[Dataset excerpt]
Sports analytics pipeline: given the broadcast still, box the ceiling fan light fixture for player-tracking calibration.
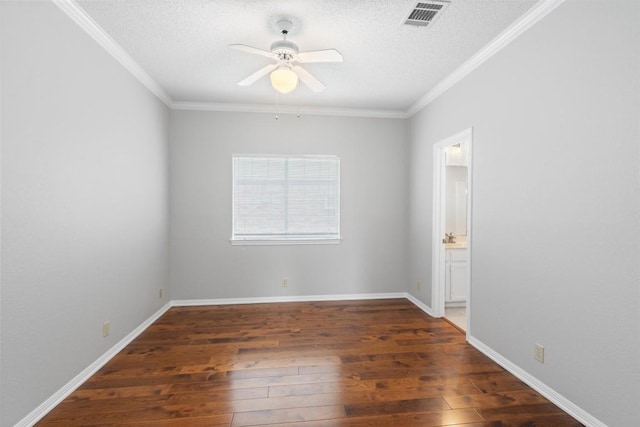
[270,66,298,93]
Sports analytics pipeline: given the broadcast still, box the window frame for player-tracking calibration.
[229,153,342,246]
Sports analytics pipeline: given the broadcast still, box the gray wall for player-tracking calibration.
[0,1,169,426]
[171,111,408,299]
[410,1,640,426]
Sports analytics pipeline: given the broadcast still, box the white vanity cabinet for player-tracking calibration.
[445,249,469,303]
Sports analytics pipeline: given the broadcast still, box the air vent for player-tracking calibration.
[404,1,449,27]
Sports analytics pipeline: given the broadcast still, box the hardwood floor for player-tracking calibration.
[37,299,581,427]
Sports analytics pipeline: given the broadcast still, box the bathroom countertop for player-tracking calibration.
[444,236,467,249]
[444,242,467,249]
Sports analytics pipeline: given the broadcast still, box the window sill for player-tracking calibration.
[229,238,342,246]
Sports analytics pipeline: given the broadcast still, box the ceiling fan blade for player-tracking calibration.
[229,44,278,58]
[293,65,326,92]
[297,49,343,62]
[238,64,278,86]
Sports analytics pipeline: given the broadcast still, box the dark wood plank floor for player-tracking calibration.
[38,299,581,427]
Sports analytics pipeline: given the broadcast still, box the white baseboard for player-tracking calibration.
[171,292,407,307]
[14,302,171,427]
[15,292,607,427]
[405,293,436,317]
[467,336,607,427]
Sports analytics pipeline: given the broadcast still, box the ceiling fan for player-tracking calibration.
[229,20,342,93]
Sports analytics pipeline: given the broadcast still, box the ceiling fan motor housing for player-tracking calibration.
[271,40,298,61]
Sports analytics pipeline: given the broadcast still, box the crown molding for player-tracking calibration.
[51,0,173,107]
[170,102,408,119]
[406,0,565,117]
[51,0,565,119]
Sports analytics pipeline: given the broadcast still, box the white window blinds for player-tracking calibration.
[232,155,340,241]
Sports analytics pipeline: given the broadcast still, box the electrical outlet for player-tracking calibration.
[533,344,544,363]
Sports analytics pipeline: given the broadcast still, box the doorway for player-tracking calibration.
[432,128,473,336]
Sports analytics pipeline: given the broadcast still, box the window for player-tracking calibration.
[231,155,340,244]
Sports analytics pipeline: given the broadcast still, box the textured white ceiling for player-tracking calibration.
[76,0,536,115]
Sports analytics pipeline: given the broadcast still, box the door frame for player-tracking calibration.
[431,128,473,336]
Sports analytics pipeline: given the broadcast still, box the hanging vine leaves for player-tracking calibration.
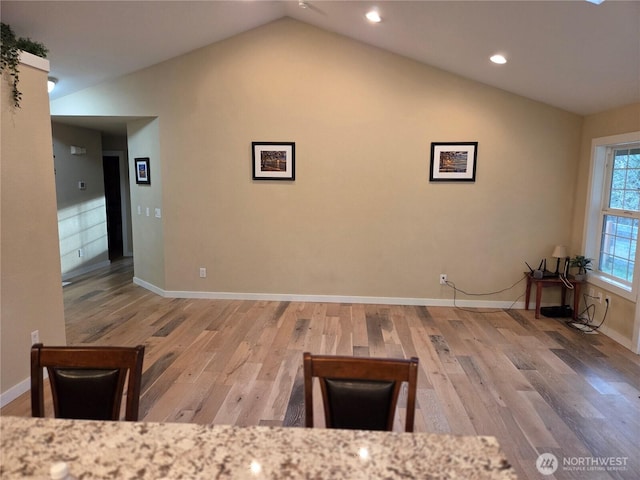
[0,23,49,108]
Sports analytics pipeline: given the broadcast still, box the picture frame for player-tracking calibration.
[429,142,478,182]
[251,142,296,181]
[135,157,151,185]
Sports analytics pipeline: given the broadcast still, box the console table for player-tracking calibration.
[0,417,516,480]
[524,272,582,320]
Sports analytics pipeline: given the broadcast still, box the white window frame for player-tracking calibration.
[583,132,640,302]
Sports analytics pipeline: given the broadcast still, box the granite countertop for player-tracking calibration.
[0,417,516,480]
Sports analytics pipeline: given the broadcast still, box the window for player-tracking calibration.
[585,132,640,299]
[598,145,640,286]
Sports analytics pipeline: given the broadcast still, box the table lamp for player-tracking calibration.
[551,245,569,275]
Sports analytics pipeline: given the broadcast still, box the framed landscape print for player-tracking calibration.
[251,142,296,180]
[135,157,151,185]
[429,142,478,182]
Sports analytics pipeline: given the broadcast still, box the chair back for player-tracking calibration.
[31,343,144,421]
[303,352,418,432]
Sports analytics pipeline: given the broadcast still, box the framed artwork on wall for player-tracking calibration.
[429,142,478,182]
[135,157,151,185]
[251,142,296,180]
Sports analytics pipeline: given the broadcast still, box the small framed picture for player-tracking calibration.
[429,142,478,182]
[251,142,296,180]
[135,157,151,185]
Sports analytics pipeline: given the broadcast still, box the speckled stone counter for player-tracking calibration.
[0,417,516,480]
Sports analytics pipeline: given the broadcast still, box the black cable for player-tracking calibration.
[445,274,527,313]
[565,294,609,333]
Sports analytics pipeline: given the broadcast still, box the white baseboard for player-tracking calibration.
[133,277,524,309]
[0,378,31,408]
[62,260,111,281]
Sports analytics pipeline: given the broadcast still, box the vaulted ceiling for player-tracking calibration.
[0,0,640,114]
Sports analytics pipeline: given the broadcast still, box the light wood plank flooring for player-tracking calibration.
[1,260,640,479]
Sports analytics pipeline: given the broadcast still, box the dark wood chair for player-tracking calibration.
[303,352,418,432]
[31,343,144,421]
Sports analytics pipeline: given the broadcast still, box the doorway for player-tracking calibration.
[102,155,124,262]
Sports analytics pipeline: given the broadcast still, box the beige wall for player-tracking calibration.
[0,52,66,403]
[572,104,640,348]
[52,19,582,303]
[127,119,166,290]
[52,122,109,279]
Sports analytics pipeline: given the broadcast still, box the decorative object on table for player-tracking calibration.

* [What needs to be done] Extract every line of the records above word for word, leaving the pictures out of your answer.

* [Worked solution]
Sports analytics pipeline: given the broadcast still, box the ceiling fan light fixture for player-tracking calibration.
[270,66,298,93]
Sports analytics pipeline: given the broadcast still, box the window frame for player-tracking calibration.
[229,153,342,246]
Sports analytics pipeline: given the broadcast still, box the gray wall for player-tracking calibration.
[0,1,169,426]
[171,111,408,299]
[410,1,640,426]
Sports analytics pipeline: given the broadcast still, box the white vanity cabinet for player-tracking calibration.
[445,249,469,303]
Sports analytics pipeline: given the broadcast still, box the air vent for player-tracking calibration.
[404,1,449,27]
Sports analytics pipeline: given the broadcast still, box the hardwood floor for player-tracking calibration.
[37,299,581,427]
Sports analytics pipeline: given the broadcast still, box the bathroom countertop for player-tracking calibration.
[444,236,467,249]
[444,242,467,249]
Sports analytics pipeline: given the broadcast still, box the window sill for player-tracking calibration.
[229,238,342,246]
Sports analytics pipeline: given the broadcast still, box the ceiling fan blade for player-tracking calibration.
[229,44,278,58]
[293,65,326,92]
[297,49,343,62]
[238,64,278,86]
Sports analytics pipeline: given the broadcast still, box the dark wood plank floor for player-tracking calibration.
[38,299,581,427]
Sports analytics pipeline: given the broadcast still, box the white baseboard for player-tracking calibration.
[171,292,407,307]
[14,302,171,427]
[15,292,607,427]
[405,293,436,317]
[467,336,607,427]
Sports analytics pipeline: given the broadcast still, box the ceiling fan for player-tracking calibration.
[229,20,342,93]
Sports analytics pipeline: given the broadcast still, box the ceiling fan motor housing for player-tracking calibration.
[271,40,298,61]
Sports analytics pipeline: given the broadcast still, box the crown molding for player-tracking calibration.
[51,0,173,107]
[170,102,408,119]
[406,0,565,117]
[51,0,565,119]
Sports analytics pipeline: given the broadcast still, box the white window blinds for player-tracking calibration.
[232,155,340,241]
Sports analytics pipeline: given the broadcast still, box the electrical outlet for player-tracking calibration.
[533,344,544,363]
Sports analytics pipeline: given the broadcast still, box the doorway for player-tracking calibration.
[432,128,473,336]
Sports analytics pipeline: given the broadcast still, box the window for player-tracking calibration.
[231,155,340,244]
Sports analytics pipeline: given the broadcast still, box the textured white ceiling for player-tracking calibration.
[76,0,536,115]
Sports analytics pipeline: given the broadcast still, box the door frame for player-tracking calibration.
[431,128,473,336]
Sports analytics pipeline: given the broadcast still, box the hanging vine leaves for player-tracking calibration.
[0,23,49,108]
Sports analytics pipeline: given the broadcast still, box the picture frame for player-tracking calibration.
[429,142,478,182]
[251,142,296,181]
[135,157,151,185]
Sports analytics pipeline: given the broadcast still, box the console table for player-tracking calibration.
[0,417,516,480]
[524,272,582,320]
Sports analytics pipeline: given the broadcast still, box the white window frame for player-tracking calibration.
[583,132,640,302]
Sports analytics pipeline: given the broadcast still, box the granite countertop for player-tracking calibration.
[0,417,516,480]
Sports analytics pipeline: given the broadcast still, box the window for player-tracking calibration.
[585,132,640,299]
[598,145,640,286]
Sports analytics pipeline: given the broadcast still, box the table lamp for player-tracking calibration.
[551,245,569,275]
Sports analytics pipeline: given the broadcast still, box the framed landscape print for player-tracking calibration.
[251,142,296,180]
[135,157,151,185]
[429,142,478,182]
Sports analytics pipeline: given the broadcast still, box the chair back for player-tracking calibration.
[31,343,144,421]
[303,352,418,432]
Sports analytics pipeline: given the broadcast still, box the framed artwork on wall for player-tracking calibration.
[429,142,478,182]
[135,157,151,185]
[251,142,296,180]
Sports analytics pipeline: given the broadcast still, box the small framed picture for player-tracking calibration.
[429,142,478,182]
[251,142,296,180]
[135,157,151,185]
Sports analytics pipeline: given the broadcast still, box the speckled stone counter for player-tracking calibration.
[0,417,516,480]
Sports analytics pipeline: given the broadcast still, box the black cable for player-tracking calibration.
[445,274,527,313]
[565,294,609,333]
Sports analytics pipeline: given the broadcast still, box the white baseboard for player-tracking calibration.
[133,277,524,309]
[0,378,31,408]
[62,260,111,281]
Sports analytics pipeline: given the broadcast still, box the vaulted ceiling for player-tracking calibration.
[0,0,640,114]
Sports analytics pipeline: given the broadcast still, box the light wood plank flooring for player-tracking calibration.
[1,260,640,479]
Sports analytics pipeline: given the broadcast still, box the dark wood chair for player-tracking calibration.
[303,352,418,432]
[31,343,144,421]
Sports analytics pipeline: given the broadcast still, box the doorway for player-tracking calibration.
[102,155,124,262]
Sports analytics pipeline: given the broadcast still, box the beige wall for player-tracking calibration.
[0,52,66,403]
[572,104,640,348]
[52,19,582,303]
[127,119,166,290]
[52,122,109,279]
Sports analytics pipeline: given the broadcast still, box the decorative object on table for player-tracking calibration.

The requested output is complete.